As Mikhail Zoshchenko (image left) reported from his experience of Russian bathhouses, it’s a devil of a security problem keeping your clothes safe if your cloak and locker tickets wash off the organs of the body to which the tickets are tied. In Zoshchenko’s time, he considered it an extravagance to pay ten kopecks for a bath if that meant running the risk of losing underwear, trousers and coat to insensitive cloakroom attendants. In fact, Zoshchenko was obsessed with the problem of stolen clothes at Russian bathing establishments, because he wrote a second story about the problem. That’s the one about how an innocent bather had his entire outfit pinched while he was washing, and was then forced to beg for covering in order to get home. Imagine – the naked man covering his sex with the only thing the thief hadn’t taken, his cap, while he negotiated with the manager of the baths, a lady whom the innocent made the mistake of calling the Kursk Anomaly.

But everyone knows Zoshchenko was writing in the 1920s; that he’s quite dead; and that Russia is much more secure and civilized nowadays. No doubt Medvedeva’s trip to Montecatini has nothing to do with the fear of losing her clothes. It’s probably a present from the President on the occasion of Women’s Day, and if Medvedeva stays until March 15, for her 47th birthday. You don’t have to be a great Russian writer like Zoshchenko to acknowledge what a very generous present a wash at Montecatini makes.

Stored items:
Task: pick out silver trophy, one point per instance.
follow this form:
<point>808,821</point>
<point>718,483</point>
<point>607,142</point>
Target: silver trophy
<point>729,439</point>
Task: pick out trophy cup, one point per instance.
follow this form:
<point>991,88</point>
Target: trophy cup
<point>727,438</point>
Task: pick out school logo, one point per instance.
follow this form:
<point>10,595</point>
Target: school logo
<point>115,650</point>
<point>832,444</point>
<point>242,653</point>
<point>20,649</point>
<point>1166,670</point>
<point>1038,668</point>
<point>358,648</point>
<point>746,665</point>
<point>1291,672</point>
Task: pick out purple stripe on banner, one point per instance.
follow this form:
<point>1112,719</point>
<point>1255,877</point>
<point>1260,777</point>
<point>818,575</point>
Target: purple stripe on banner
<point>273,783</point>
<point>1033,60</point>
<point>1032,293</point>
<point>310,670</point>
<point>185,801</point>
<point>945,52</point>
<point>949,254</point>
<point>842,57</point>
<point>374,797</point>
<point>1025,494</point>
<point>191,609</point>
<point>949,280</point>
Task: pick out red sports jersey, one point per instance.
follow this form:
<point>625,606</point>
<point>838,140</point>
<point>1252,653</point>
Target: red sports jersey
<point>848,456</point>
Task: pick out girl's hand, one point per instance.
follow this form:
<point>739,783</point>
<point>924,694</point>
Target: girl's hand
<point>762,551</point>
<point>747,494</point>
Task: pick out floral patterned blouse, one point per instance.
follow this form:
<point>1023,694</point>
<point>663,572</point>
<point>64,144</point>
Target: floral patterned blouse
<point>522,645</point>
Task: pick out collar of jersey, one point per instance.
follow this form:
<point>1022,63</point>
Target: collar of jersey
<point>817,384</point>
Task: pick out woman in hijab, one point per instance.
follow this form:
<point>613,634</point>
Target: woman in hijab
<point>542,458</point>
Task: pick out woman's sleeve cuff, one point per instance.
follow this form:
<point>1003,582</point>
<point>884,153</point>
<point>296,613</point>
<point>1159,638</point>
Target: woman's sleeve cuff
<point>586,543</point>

#### Goal
Write out the stretch of the piece on Russian bathhouses from "But everyone knows" through "at Montecatini makes.", replacing "present" with "gift". These items come from a separate source.

#### Correct output
But everyone knows Zoshchenko was writing in the 1920s; that he’s quite dead; and that Russia is much more secure and civilized nowadays. No doubt Medvedeva’s trip to Montecatini has nothing to do with the fear of losing her clothes. It’s probably a gift from the President on the occasion of Women’s Day, and if Medvedeva stays until March 15, for her 47th birthday. You don’t have to be a great Russian writer like Zoshchenko to acknowledge what a very generous gift a wash at Montecatini makes.